• **Region annotation entries**
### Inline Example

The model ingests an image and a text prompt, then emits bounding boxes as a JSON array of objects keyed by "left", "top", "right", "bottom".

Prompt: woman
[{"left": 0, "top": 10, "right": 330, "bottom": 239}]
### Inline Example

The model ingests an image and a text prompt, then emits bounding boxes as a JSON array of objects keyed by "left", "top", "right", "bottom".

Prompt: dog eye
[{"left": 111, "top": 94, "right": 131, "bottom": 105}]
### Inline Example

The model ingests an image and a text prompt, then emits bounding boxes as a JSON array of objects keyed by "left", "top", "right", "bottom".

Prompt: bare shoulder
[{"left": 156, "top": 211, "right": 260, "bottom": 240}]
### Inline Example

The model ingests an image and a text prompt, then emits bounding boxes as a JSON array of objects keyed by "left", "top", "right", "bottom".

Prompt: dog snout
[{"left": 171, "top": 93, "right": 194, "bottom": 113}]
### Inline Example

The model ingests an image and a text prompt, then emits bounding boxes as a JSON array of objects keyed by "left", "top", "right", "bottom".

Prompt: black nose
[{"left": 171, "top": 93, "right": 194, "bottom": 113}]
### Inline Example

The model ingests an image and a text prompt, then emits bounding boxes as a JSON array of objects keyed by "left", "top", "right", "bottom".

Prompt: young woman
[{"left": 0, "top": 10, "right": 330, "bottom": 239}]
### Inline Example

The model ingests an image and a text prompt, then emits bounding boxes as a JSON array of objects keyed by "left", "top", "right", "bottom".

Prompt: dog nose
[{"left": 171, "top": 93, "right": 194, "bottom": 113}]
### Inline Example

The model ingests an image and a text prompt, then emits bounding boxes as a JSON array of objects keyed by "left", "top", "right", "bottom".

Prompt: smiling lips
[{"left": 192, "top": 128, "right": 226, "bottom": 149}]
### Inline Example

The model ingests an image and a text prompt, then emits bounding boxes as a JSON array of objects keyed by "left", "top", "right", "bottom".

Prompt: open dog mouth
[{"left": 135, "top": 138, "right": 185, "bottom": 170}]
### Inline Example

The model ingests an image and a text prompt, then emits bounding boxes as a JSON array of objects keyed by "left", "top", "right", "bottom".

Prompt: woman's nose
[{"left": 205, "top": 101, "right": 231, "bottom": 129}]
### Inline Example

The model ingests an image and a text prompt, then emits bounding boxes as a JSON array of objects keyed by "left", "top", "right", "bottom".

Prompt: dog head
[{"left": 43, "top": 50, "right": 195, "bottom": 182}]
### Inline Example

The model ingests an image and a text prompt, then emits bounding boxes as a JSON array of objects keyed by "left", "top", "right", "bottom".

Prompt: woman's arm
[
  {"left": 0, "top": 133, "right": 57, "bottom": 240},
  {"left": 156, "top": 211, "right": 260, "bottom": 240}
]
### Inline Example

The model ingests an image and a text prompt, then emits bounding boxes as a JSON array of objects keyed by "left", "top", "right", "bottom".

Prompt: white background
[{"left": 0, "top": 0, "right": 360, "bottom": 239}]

• **Set problem**
List every line of the material above that contains the word "nose".

• **Answer to this exercise**
Prompt: black nose
Prompt: dog nose
Prompt: woman's nose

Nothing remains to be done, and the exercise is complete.